What is being asked
An identical copy of all the records is what the answer must contain.

(Point-per-instance localization data)
- Opening Delimiter -

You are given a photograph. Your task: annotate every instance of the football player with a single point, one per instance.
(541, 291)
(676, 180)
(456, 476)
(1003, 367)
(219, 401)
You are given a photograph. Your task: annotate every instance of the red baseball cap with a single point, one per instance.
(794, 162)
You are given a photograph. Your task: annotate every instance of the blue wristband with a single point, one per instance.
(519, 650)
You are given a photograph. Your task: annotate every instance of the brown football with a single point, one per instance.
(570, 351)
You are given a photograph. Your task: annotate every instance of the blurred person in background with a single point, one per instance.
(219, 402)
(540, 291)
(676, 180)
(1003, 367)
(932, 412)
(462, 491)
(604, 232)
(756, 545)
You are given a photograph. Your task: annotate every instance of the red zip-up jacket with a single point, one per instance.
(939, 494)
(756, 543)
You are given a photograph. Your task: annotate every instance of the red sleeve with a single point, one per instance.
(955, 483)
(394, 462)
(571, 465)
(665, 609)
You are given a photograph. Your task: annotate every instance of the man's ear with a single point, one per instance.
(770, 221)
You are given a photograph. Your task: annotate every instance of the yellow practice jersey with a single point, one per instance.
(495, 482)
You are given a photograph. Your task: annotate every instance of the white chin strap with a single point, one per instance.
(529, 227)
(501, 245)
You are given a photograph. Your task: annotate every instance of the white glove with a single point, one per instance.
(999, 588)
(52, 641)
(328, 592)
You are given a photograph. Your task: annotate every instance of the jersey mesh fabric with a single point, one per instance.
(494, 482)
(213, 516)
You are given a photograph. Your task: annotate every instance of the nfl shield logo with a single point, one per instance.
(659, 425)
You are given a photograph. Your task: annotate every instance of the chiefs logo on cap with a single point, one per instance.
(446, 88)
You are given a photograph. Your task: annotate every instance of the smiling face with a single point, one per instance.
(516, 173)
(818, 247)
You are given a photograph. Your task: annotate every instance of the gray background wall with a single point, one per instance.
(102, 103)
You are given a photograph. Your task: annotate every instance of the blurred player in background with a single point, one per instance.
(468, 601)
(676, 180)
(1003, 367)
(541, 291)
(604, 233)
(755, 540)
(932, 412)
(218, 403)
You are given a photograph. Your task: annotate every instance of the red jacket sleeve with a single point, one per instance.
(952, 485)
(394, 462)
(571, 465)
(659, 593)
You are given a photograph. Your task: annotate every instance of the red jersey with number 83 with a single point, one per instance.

- Closing Delimiter -

Task result
You are given a photograph. Your task: annotate every instance of the football player with a single point, one per instance.
(541, 291)
(676, 180)
(456, 476)
(1003, 367)
(219, 401)
You are given a photograph. Your task: annotate every instance of the red baseball cap with a single point, one per instance.
(794, 162)
You are given a photograph. Your task: annotate every instance of the blue wristband with a single point, one per instance.
(519, 650)
You are given a photograph. Your task: annotate every instance of the brown football with a single point, one per instance.
(570, 351)
You are given a photograph. Your task: annotate every instance of the blurred person in background with a single point, one per instance.
(219, 402)
(540, 291)
(676, 180)
(1003, 367)
(932, 412)
(462, 491)
(604, 232)
(756, 545)
You are given a photograph. Your task: annotate every instance of the red zip-up jacket with a single point, one per instance.
(939, 494)
(756, 543)
You are given a photograph. Your task: annotate every instance of the red sleeve with a single point, one per instance.
(955, 483)
(394, 462)
(571, 465)
(665, 609)
You are given a photograph. Your task: annotate every instance of the man's ear with a single point, one per instance.
(770, 221)
You are given a photograph. Your task: annotate every instance of the yellow practice jersey with a single point, one per instance.
(495, 482)
You are given a photograph. Your task: annotate every instance of the white chin strap with a single point, one per instance.
(529, 227)
(501, 245)
You are given a photograph. Your task: annotate every instance of the white glove with a single point, one per instance.
(999, 588)
(52, 641)
(328, 592)
You are given a photograph. Your task: annotate every instance of the jersey mesh fabric with a single point, one per instance.
(494, 482)
(213, 516)
You are given a photograph. Your task: annotate every instance of the nfl shield logo with a single point, one per instance.
(659, 425)
You are given a photograph. Your task: annotate every instance of the chiefs logo on cap with a single point, one per instance.
(446, 88)
You are given a photograph. Your task: annotate every instance of the smiling face with a single point, one per instance.
(516, 173)
(818, 247)
You are given a photograph. Your task: annotate every instance of the gray background wall with a single point, one per instance.
(102, 103)
You are given a photograph. Your task: annotate every instance of the blurred player in background with a single point, one per instance.
(468, 601)
(676, 180)
(1003, 367)
(541, 291)
(604, 233)
(755, 540)
(932, 412)
(218, 403)
You are given a photograph. Your task: annotate every instance of the red jacket sleeve with a single point, one per instance.
(952, 485)
(394, 462)
(571, 465)
(659, 593)
You are given a photograph. Your task: annotate every instance of the red jersey with number 83 with a single point, one per instance.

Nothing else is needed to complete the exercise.